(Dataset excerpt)
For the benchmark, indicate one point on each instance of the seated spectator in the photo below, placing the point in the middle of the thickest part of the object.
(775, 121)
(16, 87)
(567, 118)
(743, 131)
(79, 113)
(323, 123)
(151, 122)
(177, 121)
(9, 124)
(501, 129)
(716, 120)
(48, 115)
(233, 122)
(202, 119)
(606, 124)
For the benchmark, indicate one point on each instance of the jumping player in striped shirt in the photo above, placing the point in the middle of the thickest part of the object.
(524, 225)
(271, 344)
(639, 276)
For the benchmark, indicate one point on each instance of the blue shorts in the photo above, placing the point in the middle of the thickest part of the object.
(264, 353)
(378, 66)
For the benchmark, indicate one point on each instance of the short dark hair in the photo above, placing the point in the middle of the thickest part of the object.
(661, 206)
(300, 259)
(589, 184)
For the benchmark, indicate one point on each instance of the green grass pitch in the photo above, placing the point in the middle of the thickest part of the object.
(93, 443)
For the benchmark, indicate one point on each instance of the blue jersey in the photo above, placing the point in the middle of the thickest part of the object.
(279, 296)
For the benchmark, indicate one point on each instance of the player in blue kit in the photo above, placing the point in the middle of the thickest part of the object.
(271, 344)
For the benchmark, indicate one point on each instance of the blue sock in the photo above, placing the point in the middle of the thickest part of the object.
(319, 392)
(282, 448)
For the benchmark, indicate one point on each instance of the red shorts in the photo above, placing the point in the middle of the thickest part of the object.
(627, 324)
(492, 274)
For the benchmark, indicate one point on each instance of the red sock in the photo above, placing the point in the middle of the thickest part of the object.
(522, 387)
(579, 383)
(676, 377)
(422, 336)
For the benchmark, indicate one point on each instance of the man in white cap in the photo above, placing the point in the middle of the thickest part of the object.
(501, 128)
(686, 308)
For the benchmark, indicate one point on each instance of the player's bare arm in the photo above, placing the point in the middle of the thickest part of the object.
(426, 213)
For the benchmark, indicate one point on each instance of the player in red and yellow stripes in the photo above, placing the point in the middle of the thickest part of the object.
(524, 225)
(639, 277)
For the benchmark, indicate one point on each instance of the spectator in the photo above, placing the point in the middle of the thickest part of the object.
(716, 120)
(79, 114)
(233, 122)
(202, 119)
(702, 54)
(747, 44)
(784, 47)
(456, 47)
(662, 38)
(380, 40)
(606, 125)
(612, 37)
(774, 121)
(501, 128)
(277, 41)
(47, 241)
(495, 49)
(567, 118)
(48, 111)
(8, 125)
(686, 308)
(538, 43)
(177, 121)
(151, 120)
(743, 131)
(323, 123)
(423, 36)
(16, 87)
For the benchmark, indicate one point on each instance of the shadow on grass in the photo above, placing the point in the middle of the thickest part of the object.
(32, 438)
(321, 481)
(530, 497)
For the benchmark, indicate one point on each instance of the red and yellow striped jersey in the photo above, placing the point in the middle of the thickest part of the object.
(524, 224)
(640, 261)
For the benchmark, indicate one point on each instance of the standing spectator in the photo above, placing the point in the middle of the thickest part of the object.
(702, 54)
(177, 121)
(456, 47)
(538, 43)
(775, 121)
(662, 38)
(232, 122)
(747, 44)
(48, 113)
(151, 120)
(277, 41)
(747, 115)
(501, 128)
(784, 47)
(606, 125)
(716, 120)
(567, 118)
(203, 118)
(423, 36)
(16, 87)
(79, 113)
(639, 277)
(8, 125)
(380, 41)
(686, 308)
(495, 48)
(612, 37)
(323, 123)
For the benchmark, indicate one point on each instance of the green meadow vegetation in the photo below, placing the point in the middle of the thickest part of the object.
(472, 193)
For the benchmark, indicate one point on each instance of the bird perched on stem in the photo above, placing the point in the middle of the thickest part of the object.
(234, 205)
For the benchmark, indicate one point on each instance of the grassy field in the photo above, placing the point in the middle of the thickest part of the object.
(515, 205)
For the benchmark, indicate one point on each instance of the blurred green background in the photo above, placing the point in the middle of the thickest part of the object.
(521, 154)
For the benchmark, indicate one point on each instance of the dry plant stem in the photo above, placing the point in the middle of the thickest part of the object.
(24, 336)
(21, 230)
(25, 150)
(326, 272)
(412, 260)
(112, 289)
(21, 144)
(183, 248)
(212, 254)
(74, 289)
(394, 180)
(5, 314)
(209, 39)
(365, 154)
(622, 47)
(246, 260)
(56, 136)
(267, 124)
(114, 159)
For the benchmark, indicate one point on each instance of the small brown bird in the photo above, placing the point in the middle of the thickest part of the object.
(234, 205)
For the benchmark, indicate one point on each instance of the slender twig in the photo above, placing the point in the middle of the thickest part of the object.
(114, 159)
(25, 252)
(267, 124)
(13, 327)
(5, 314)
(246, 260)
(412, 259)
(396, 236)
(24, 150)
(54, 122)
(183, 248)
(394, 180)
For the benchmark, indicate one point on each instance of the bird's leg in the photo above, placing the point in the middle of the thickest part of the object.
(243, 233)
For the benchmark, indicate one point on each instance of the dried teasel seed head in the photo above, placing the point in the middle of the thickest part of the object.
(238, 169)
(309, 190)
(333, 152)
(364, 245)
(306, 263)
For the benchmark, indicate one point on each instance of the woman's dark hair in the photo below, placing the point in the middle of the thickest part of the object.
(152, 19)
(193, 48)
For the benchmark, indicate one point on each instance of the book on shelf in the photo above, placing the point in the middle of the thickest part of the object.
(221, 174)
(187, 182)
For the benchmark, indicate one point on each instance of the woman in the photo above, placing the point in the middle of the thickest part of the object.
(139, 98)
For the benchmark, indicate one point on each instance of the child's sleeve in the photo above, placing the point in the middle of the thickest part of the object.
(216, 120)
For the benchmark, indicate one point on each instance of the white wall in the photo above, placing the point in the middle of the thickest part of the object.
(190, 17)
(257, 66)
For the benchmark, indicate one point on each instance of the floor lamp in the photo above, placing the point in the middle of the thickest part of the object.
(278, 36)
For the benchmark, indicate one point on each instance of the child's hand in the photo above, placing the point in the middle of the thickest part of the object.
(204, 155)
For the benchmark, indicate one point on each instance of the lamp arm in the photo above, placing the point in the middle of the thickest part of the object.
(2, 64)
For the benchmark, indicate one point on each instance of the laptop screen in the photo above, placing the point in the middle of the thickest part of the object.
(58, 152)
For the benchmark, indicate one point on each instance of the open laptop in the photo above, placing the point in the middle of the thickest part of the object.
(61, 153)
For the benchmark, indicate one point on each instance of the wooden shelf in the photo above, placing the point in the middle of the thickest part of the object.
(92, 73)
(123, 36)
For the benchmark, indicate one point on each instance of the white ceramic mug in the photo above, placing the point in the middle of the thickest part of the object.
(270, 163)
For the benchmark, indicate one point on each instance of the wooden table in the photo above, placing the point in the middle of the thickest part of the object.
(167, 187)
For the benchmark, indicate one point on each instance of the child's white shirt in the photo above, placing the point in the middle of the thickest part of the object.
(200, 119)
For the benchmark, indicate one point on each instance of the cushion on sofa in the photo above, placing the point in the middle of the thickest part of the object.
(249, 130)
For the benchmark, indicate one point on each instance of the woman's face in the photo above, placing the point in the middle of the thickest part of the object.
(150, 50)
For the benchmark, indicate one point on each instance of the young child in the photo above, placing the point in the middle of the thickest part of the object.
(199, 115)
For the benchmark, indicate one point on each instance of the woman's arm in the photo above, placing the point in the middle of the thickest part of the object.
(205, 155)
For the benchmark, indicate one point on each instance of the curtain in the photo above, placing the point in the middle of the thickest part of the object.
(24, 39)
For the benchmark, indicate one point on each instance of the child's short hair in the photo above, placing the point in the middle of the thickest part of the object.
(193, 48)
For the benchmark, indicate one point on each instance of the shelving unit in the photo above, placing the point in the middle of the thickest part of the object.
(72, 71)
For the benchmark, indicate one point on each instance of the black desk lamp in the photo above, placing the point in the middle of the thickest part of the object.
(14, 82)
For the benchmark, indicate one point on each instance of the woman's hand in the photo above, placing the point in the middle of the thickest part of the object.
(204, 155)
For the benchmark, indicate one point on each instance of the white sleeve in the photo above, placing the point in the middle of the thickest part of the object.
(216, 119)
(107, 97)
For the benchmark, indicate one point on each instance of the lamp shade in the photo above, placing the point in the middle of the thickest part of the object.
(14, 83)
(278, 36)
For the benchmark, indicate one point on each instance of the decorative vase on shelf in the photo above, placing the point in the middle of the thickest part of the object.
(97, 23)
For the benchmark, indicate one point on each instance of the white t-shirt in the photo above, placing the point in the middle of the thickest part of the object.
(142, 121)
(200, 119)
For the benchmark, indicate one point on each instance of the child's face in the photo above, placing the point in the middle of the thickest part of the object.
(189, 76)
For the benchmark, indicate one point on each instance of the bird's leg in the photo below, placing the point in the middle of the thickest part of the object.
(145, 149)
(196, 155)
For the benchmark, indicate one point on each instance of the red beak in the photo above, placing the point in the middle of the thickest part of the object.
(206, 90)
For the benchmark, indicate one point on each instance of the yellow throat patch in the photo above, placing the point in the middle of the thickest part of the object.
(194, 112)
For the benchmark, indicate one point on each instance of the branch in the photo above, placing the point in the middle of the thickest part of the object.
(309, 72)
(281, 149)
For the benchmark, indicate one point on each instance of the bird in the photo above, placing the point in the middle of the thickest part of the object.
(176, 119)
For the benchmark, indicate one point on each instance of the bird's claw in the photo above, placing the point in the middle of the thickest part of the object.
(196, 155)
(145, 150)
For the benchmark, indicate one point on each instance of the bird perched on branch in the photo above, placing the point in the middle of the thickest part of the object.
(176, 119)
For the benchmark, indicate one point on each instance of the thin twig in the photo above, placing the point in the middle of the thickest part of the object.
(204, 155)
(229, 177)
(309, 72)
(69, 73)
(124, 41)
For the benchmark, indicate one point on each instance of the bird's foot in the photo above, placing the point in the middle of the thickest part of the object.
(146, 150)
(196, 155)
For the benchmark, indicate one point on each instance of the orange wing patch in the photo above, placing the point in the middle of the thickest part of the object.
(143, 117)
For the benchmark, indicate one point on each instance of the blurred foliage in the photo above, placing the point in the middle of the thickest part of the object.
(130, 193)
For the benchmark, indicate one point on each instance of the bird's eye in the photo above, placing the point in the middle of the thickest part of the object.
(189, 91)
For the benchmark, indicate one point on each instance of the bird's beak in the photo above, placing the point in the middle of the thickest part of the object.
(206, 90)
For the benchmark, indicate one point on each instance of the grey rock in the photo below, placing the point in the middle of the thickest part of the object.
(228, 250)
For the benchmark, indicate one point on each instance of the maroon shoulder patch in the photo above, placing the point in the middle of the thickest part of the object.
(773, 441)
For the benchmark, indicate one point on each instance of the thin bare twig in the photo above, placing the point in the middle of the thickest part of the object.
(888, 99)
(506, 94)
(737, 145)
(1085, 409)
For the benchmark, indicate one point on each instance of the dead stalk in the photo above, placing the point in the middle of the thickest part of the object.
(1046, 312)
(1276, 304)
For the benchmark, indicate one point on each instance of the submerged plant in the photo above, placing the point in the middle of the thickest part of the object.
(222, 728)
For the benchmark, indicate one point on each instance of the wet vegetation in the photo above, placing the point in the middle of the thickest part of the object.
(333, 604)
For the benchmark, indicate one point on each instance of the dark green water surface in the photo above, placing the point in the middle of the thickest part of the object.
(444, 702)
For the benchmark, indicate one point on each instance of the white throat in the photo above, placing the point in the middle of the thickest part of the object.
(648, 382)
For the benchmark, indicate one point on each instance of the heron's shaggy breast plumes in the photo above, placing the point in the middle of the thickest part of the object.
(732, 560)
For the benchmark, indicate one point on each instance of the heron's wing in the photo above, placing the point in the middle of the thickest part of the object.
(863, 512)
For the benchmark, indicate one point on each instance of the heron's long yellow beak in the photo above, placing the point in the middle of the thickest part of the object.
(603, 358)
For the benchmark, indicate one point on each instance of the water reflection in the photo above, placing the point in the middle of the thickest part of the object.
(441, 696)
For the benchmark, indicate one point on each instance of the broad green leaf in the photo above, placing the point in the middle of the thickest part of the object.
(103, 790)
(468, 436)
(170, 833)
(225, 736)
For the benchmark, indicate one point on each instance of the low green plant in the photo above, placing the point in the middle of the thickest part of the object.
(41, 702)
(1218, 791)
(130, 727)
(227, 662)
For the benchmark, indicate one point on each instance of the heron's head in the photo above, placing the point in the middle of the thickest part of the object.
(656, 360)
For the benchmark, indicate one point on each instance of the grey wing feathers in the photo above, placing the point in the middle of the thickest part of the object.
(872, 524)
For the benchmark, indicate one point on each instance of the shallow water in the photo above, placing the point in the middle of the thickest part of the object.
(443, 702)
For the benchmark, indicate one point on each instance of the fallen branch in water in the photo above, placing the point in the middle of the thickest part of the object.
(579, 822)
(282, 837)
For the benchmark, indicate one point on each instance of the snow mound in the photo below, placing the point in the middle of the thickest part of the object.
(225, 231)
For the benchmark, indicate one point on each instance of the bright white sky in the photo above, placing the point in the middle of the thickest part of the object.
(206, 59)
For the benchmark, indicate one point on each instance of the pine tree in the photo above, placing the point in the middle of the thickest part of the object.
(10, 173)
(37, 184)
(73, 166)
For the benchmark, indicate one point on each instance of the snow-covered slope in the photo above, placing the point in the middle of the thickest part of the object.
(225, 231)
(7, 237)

■ WHAT IS EXPECTED ■
Include both ends. Return the line holding "of the water" and all lines after it in the records above, exactly as written.

■ RESPONSE BELOW ■
For the benchmark, indicate one point on each instance of the water reflection in the photo above, placing the point in the middle of the thickest part of the object.
(441, 696)
For the benchmark, indicate one point on each instance of the broad green leaf in the photo above, placing the point in the middle of the thickest part of the object.
(103, 790)
(468, 436)
(170, 833)
(225, 736)
For the benchmark, indicate one point on each instance of the low green plant in the photo above, placing the point in the middle of the thickest part of the object.
(41, 702)
(1218, 791)
(130, 727)
(227, 662)
For the benchmark, indicate one point on each instance of the heron's head in the photo above, placing the point in the middle of the thickest part of the object.
(656, 360)
For the benchmark, indicate one point on each instance of the grey wing feathers in the photo above, placing the point in the middle of the thickest part of the object.
(872, 524)
For the benchmark, indicate one point on each instance of the shallow water in the photo above, placing the point in the middle of the thickest part of the object.
(443, 702)
For the benchmark, indicate one point on each instance of the fallen branch in water in the photo above, placing the point in the middle of the thickest part of the object.
(579, 822)
(282, 837)
For the benchmark, indicate one point on each instance of the snow mound in the photo below, placing the point in the middle of the thickest part of the object.
(225, 231)
For the benchmark, indicate one point on each instance of the bright white sky in the photo above, placing the point in the middle of the thickest part of the object.
(206, 59)
For the benchmark, indicate one point on each instance of the pine tree in the photo above, placing the point in the middle of the thickest part of the object.
(10, 173)
(37, 184)
(73, 166)
For the benchmark, indicate one point on each instance of the snow-covered slope in the photo above, placing the point in the middle of the thickest part of the object.
(225, 231)
(7, 237)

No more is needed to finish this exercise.